Copy the part of the Mara Keisling profile that begins at "In the mid 1990’s" and stops after "said, years later.", substituting "daunting" for "intimidating".
*** SUPPLIED TEXT ***
Mara Keisling

Mara Keisling – Transgender Activist

Mara Keisling, Transgender ActivistMara Keisling was born a biological male, named Mark, on September 29th 1959. She is best known as the founding CEO of the National Center for Transgender Equality—NCTE. Her work has been widely renowned since she first founded NCTE in 2003 with a group of equally determined transgender activists. Since then, the site and the organization has growth exponentially.

In the mid 1990’s Mara came out as transgender to family and friends, revealing she had felt as though she had been a woman since she was very young. The town Mara grew up in—Harrisburg, Pennsylvania—was large and intimidating and during junior high school years, Mark displayed reticence at his own gender appearance. He was shy “to the point where I feared giving a book report in front of the class”, she said, years later.

However, politics beckoned when Mark joined the Model U.N. (United Nations) Club and slowly but surely he found his calling and his voice. He became more extrovert and outspoken and, when it came time to pursue a post-grad career he chosen American Government at Harvard University.

After revealing his feelings to his family, Mark became Mara and began the transition. It was soon after this that Mara became an activist, largely due to the obscene levels of discrimination within the transgender community. She realized that it affects transgender people on every level of their existence and speaking up, loudly, was the only way to make a change. She co-chaired the Pennsylvania Gender Rights Coalition and also served on the Statewide Pennsylvania Rights Coalition steering committee.

Her recognition of the need for a truly cohesive voice in Washington was the final straw in Mara’s decision to found the NCTE—an organization designed to focus on the social justice and equality of transgender people and she was achieve this through advocacy, empowerment and collaboration.

Her work has been further boosted by the Obama administration, which has delivered big on promises to change hearts, minds and laws in favor of inclusion and equality for transgender people. In 2013, Social Security updated its policy to include transgender spouses and partners in the benefits structure—something many people thought might never happen.

Currently, Mara is still an activist because the journey is a long one. She writes for the Huffington Post on occasion and attended the North Carolina government buildings in 2016, after the passing of HB2—the anti LGBT law that reversed much of the good done by the federal government. She is not afraid to stand up for equality, she has proven she is happy to get arrested for her cause and she is continuing her outspoken work with NCTE on a daily basis. In many respects Mara Keisling is one of the original Transgender Pioneers.
*** End of SUPPLIED TEXT ***
*** EXTRACTED INFORMATION ***
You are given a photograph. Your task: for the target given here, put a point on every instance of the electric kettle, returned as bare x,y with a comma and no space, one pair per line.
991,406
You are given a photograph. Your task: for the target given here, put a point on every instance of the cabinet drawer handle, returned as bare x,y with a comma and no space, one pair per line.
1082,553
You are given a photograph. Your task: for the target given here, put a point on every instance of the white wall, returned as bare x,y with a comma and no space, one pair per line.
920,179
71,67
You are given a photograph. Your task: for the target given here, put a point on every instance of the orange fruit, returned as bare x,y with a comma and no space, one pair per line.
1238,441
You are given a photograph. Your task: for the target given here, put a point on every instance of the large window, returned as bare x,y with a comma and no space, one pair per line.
*** End of EXTRACTED INFORMATION ***
*** EXTRACTED INFORMATION ***
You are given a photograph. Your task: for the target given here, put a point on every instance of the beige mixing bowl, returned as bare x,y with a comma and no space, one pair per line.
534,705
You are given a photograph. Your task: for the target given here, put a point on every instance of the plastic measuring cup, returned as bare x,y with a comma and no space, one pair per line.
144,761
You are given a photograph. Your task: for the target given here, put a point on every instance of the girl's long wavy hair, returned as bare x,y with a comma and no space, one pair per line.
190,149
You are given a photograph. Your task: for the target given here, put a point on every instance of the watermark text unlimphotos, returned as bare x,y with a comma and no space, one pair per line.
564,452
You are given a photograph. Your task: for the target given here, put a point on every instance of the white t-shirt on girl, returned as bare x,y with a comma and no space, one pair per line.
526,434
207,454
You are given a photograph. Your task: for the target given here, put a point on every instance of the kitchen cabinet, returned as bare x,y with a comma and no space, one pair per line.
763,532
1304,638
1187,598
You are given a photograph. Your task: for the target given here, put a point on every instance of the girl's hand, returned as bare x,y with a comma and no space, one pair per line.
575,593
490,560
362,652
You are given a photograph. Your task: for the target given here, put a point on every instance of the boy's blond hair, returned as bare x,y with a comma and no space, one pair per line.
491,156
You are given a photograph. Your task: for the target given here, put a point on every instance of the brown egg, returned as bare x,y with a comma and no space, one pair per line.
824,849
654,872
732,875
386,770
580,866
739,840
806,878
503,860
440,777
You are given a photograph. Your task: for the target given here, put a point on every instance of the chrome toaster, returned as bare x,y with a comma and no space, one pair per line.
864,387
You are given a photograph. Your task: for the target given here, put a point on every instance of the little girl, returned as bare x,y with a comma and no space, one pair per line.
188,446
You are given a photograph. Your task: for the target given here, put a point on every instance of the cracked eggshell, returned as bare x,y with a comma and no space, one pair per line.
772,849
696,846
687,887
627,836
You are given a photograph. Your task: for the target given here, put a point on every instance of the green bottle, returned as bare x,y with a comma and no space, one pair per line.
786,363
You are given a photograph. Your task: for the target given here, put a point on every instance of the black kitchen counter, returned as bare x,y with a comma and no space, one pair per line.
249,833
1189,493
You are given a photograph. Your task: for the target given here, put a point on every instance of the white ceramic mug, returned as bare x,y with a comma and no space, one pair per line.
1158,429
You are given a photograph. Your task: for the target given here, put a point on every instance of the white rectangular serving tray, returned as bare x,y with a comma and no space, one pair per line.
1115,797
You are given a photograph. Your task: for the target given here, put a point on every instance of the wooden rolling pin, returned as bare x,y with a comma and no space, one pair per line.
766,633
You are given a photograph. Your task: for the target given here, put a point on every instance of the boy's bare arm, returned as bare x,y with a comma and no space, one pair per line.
*** End of EXTRACTED INFORMATION ***
TASK ANSWER:
In the mid 1990’s Mara came out as transgender to family and friends, revealing she had felt as though she had been a woman since she was very young. The town Mara grew up in—Harrisburg, Pennsylvania—was large and daunting and during junior high school years, Mark displayed reticence at his own gender appearance. He was shy “to the point where I feared giving a book report in front of the class”, she said, years later.